[SOURCE EXTRACT]

I have been using Python tools like LangChain and LangGraph for about two years now. I worked with them in FastAPI and Django projects mostly.
Right now I am starting a fresh project and need to create automated workflows. These workflows should scrape web pages, sort content into categories, and verify if the content matches what I need. In Python I would just use LangGraph with PydanticAI, but this time I have to work with TypeScript and Next.js.
My plan is to set up scheduled tasks using Next.js API routes. I want to trigger these with external cron services and handle all the workflow logic inside those API endpoints.
Which library would work best for this setup? I would love to hear your reasons too.
I am also thinking about a different approach - maybe running FastAPI in a Docker container with LangGraph and PydanticAI, then calling it from scheduled jobs instead.
I went the opposite route and went all-in on TypeScript for something similar about 18 months ago. Used LangChain.js with Vercel’s AI SDK for workflow orchestration. The TypeScript ecosystem has gotten way better since then. Biggest win was keeping everything in one language and deployment pipeline. No Docker headaches, no API boundary issues between services. Just Next.js API routes handling everything from scraping to content validation. For what you’re doing, LangChain.js plays nice with web scraping libraries like Puppeteer or Playwright. You can handle content categorization and validation through OpenAI’s structured outputs or Anthropic’s tool use. External cron services for scheduled tasks work great. I used GitHub Actions for triggering and never had reliability problems. Response times were consistently faster than my old Python setup - no cold start penalty with containerized services. That said, if you’re already comfortable with Python and you’re on a tight timeline, Docker makes sense. But don’t sleep on how smooth an all-TypeScript workflow can be once you get it dialed in.

[REQUIRED TASKS]
1 > In the thread, why does the reply say the all-TypeScript setup had consistently faster response times than the old Python setup? Answer in one to three sentences.
2 > Repeat the part of the thread starting with "Right now I" and going on through "those API endpoints.", word for word.

[SOURCE DATA]

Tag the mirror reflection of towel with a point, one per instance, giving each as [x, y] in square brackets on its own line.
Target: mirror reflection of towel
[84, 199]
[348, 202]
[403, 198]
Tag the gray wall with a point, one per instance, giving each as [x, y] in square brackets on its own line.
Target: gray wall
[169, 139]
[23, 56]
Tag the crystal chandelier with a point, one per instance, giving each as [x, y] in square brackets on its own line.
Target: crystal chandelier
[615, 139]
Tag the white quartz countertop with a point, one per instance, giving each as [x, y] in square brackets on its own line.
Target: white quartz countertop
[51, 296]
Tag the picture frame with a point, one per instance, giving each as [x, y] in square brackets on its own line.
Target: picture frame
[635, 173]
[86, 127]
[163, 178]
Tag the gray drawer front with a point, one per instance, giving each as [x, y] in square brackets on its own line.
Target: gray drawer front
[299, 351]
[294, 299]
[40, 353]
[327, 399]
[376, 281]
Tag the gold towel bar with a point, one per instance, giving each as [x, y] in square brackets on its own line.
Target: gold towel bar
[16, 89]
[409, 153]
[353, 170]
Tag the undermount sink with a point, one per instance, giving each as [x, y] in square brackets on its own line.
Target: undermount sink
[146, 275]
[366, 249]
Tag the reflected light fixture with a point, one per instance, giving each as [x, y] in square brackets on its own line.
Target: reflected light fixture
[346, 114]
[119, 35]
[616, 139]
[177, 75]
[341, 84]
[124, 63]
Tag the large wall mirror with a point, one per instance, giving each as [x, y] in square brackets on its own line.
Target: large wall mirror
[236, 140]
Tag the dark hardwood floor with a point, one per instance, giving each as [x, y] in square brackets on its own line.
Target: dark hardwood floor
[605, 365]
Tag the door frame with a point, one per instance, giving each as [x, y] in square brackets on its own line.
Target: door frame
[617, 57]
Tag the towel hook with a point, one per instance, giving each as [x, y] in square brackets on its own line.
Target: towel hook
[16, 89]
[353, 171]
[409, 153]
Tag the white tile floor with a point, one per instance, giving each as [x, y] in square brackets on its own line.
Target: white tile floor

[ANSWERS BY TASK]
1 > The reply says the faster response times came from avoiding a cold start penalty, which is the cost that comes with containerized services. The all-TypeScript setup ran everything in Next.js API routes, so it had no such penalty.

2 >
Right now I am starting a fresh project and need to create automated workflows. These workflows should scrape web pages, sort content into categories, and verify if the content matches what I need. In Python I would just use LangGraph with PydanticAI, but this time I have to work with TypeScript and Next.js.
My plan is to set up scheduled tasks using Next.js API routes. I want to trigger these with external cron services and handle all the workflow logic inside those API endpoints.